**Written exercise**
Reproduce everything from the start of the items below down to the line containing "top-left (33, 46), bottom-right (54, 58)", including both of those lines.

"""

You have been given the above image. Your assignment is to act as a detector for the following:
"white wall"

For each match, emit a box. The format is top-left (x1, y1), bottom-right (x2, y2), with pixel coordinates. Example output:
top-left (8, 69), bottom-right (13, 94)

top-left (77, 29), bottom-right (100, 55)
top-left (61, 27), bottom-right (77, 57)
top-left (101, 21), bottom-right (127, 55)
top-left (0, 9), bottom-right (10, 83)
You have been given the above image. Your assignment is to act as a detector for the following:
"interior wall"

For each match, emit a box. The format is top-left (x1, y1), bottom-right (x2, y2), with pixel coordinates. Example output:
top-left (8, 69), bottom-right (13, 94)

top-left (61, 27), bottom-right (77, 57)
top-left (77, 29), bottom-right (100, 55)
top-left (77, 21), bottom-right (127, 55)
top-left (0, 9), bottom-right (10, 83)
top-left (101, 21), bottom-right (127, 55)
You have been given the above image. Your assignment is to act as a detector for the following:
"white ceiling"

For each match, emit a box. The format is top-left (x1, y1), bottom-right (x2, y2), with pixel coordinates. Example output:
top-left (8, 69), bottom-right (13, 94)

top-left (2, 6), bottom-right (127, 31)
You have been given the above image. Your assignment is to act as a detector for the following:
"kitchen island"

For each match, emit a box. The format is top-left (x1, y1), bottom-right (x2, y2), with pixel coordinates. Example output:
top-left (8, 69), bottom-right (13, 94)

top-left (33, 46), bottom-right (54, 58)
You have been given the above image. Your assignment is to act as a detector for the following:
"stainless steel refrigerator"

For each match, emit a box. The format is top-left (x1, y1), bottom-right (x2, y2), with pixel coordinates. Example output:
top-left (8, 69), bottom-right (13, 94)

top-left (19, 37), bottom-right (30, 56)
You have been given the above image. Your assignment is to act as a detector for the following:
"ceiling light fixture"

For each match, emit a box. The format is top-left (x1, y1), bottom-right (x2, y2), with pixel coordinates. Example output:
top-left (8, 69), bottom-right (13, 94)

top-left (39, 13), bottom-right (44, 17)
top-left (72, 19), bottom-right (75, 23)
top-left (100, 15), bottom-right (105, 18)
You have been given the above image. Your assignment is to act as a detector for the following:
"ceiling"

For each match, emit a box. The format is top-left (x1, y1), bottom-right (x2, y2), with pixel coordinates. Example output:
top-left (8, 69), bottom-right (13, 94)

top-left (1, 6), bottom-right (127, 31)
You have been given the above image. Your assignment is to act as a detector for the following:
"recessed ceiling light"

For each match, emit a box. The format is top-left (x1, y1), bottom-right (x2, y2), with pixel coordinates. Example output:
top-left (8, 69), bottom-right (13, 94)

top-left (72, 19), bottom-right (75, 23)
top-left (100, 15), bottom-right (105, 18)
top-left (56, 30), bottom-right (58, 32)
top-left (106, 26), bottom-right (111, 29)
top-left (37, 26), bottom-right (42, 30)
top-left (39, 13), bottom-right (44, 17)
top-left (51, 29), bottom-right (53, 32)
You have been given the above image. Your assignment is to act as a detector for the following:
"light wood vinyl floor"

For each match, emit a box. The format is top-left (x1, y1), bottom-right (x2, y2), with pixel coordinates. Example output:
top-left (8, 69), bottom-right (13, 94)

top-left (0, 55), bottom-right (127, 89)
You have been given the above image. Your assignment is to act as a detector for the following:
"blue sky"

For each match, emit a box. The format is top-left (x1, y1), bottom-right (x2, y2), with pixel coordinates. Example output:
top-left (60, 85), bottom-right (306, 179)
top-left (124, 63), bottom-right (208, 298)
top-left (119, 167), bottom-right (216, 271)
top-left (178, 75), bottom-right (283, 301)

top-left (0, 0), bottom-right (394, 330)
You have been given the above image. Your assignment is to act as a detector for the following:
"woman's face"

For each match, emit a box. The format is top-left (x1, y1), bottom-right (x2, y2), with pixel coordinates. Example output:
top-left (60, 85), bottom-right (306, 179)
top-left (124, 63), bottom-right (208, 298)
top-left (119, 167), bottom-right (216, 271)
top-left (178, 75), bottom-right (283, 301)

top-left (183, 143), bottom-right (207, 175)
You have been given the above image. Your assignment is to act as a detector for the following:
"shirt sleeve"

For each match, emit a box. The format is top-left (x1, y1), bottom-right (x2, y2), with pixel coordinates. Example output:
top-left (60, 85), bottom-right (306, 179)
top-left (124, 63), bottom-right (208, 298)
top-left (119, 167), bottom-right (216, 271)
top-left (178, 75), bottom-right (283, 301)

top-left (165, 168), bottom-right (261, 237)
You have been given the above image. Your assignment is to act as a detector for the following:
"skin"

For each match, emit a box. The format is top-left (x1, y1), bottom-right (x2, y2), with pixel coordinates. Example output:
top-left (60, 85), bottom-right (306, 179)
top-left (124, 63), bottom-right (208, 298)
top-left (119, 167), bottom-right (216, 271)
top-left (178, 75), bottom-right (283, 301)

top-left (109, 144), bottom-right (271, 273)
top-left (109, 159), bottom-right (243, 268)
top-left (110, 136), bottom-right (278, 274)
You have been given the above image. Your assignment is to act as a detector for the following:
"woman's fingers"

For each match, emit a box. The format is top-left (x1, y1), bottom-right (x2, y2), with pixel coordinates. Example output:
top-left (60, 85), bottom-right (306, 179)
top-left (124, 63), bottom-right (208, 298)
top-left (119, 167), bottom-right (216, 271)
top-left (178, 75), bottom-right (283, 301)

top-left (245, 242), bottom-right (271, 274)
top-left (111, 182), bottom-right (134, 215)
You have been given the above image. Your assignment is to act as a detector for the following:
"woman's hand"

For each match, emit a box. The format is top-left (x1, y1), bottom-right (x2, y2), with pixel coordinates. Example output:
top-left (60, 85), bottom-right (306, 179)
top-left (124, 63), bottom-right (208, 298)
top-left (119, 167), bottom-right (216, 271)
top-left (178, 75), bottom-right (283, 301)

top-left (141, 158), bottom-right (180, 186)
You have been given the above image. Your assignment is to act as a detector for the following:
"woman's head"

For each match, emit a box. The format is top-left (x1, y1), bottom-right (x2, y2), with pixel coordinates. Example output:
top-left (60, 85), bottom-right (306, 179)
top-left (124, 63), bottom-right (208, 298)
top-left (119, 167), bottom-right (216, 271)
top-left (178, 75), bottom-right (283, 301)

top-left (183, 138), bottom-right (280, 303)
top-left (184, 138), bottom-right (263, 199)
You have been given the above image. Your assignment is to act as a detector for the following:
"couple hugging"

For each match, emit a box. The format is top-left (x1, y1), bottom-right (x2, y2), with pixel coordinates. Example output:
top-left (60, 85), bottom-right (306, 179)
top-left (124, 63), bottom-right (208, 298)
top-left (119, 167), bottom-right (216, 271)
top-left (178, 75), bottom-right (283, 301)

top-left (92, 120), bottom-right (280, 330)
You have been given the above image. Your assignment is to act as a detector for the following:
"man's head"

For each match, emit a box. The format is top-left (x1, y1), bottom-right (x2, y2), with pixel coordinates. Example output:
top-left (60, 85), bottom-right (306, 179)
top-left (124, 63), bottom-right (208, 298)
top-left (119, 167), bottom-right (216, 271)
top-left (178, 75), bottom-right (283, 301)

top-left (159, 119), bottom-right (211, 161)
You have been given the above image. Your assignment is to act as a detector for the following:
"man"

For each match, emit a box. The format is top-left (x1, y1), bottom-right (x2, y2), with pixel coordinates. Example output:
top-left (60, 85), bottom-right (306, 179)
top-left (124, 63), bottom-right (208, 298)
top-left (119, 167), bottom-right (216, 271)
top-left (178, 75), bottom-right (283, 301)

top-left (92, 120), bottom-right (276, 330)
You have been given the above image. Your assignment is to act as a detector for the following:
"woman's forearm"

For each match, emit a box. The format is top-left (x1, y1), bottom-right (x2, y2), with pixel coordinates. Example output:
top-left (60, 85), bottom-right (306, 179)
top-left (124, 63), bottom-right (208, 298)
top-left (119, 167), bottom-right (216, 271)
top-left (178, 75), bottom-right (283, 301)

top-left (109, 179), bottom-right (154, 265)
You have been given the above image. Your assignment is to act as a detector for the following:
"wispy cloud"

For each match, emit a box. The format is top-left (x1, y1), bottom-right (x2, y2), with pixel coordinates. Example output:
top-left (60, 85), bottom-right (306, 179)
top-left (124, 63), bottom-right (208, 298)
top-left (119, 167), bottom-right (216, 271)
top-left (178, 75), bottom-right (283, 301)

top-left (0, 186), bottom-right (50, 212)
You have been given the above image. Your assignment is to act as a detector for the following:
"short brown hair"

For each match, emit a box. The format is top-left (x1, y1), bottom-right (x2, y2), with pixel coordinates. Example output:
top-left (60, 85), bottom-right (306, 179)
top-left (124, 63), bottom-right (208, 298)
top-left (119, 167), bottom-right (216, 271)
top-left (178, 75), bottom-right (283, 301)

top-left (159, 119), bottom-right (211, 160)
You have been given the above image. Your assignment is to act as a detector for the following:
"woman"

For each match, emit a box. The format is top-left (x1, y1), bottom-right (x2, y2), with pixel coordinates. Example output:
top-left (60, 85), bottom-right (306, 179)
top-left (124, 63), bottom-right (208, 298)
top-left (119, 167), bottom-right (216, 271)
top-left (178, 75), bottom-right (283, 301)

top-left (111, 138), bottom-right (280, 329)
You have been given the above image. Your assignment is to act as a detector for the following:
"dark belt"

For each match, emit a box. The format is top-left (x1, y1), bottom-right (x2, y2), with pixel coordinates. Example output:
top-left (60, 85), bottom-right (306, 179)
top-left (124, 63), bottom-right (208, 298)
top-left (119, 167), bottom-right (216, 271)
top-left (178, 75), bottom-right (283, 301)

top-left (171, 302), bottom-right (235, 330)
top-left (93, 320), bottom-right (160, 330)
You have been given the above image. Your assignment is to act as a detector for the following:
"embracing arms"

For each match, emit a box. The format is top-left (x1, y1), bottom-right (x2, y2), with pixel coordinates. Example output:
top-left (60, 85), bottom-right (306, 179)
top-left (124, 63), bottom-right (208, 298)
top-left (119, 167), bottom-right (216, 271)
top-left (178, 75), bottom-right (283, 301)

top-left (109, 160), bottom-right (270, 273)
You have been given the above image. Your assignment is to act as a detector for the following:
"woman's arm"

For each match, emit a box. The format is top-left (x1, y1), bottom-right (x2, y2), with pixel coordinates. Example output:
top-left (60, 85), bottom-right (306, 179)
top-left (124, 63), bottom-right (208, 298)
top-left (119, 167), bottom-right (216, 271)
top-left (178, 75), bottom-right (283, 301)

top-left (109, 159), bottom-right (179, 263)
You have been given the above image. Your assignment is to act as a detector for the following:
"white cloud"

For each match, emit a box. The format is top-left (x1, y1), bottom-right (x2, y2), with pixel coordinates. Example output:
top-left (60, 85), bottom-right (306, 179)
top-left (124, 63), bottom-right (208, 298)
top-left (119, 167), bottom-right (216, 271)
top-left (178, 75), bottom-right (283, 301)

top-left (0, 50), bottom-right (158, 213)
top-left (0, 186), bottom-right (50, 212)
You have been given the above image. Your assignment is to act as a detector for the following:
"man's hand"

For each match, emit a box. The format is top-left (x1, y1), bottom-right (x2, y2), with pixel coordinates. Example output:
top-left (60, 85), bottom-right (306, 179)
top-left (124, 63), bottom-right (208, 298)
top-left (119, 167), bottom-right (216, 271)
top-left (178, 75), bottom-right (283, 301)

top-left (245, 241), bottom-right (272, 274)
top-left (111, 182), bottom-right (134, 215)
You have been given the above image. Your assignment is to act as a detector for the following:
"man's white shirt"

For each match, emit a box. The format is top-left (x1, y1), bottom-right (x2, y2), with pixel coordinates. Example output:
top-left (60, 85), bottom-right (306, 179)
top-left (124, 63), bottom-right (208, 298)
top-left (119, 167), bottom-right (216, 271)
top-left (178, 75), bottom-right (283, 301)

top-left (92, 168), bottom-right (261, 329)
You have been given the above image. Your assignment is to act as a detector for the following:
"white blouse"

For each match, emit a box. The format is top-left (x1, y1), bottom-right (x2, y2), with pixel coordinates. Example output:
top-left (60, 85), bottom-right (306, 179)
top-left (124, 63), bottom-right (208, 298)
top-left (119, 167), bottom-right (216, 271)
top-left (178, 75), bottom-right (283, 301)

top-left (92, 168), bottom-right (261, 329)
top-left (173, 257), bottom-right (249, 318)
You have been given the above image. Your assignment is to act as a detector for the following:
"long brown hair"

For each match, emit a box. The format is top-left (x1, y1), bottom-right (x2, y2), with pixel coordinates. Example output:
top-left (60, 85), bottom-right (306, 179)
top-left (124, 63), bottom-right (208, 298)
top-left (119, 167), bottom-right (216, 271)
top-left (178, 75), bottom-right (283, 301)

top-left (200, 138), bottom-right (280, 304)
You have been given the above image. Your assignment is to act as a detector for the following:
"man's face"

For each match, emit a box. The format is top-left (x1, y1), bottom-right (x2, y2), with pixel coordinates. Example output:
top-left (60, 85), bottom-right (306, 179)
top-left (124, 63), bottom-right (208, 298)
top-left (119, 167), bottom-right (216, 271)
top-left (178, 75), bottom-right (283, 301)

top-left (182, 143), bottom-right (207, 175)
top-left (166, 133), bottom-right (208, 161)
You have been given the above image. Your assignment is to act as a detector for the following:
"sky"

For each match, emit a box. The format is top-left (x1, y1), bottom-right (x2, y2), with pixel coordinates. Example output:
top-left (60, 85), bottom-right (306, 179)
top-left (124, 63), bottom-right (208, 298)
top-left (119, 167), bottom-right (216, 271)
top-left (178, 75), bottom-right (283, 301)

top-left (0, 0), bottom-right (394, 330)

"""

**Written reply**
You have been given the above image. Your assignment is to act as a detector for the following:
"white wall"

For each match, emit a box. The format is top-left (x1, y1), bottom-right (x2, y2), with pixel coordinates. Example output:
top-left (8, 69), bottom-right (13, 94)

top-left (77, 29), bottom-right (100, 55)
top-left (61, 27), bottom-right (77, 57)
top-left (101, 21), bottom-right (127, 55)
top-left (0, 9), bottom-right (10, 83)
You have been given the above image. Your assignment is to act as a detector for the following:
"interior wall"

For each match, emit a box. The format is top-left (x1, y1), bottom-right (x2, y2), with pixel coordinates. Example output:
top-left (8, 69), bottom-right (13, 94)

top-left (61, 27), bottom-right (77, 57)
top-left (77, 29), bottom-right (100, 55)
top-left (77, 21), bottom-right (127, 55)
top-left (0, 9), bottom-right (10, 83)
top-left (101, 21), bottom-right (127, 55)
You have been given the above image. Your assignment is to act as a detector for the following:
"white ceiling"

For each match, emit a box. The format is top-left (x1, y1), bottom-right (x2, y2), with pixel coordinates. Example output:
top-left (8, 69), bottom-right (13, 94)

top-left (2, 6), bottom-right (127, 31)
You have been given the above image. Your assignment is to act as a detector for the following:
"kitchen island"

For each match, emit a box. The format is top-left (x1, y1), bottom-right (x2, y2), with pixel coordinates. Example output:
top-left (8, 69), bottom-right (13, 94)

top-left (33, 46), bottom-right (54, 58)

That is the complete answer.